- [What to do]:
In the data below, rename "arched window" to "round-top window" from the line with "like x=38 y=230." up to and including the line with "x=396 y=310". Return only those lines, with everything else unchanged.

[Records in a dataset]

────────────────

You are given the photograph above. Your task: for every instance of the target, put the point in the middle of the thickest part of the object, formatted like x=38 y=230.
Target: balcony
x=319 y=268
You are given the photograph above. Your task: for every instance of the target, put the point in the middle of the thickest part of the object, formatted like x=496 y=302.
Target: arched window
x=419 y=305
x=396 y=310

────────────────

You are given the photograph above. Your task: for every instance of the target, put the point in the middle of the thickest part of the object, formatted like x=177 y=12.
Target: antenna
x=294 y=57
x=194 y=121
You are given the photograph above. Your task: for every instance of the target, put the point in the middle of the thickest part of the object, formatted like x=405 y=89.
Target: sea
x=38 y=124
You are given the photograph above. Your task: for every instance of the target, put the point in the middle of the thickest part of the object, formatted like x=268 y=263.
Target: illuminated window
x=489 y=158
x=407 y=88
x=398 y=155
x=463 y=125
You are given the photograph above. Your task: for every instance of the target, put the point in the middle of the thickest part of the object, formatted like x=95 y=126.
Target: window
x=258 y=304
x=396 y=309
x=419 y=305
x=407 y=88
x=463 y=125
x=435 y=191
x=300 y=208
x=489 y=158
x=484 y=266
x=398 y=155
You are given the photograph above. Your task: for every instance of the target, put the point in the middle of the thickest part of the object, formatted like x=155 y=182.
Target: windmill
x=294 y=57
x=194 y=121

────────────────

- [The response]:
You are given the photograph above. Your task: for every instance of the target, put the point in the middle of the thickest part of the object, formatted like x=38 y=230.
Target: balcony
x=319 y=268
You are given the photograph above. Your task: for every instance of the target, put the point in the middle of the thickest part of the object, formatted like x=496 y=302.
Target: round-top window
x=419 y=305
x=396 y=310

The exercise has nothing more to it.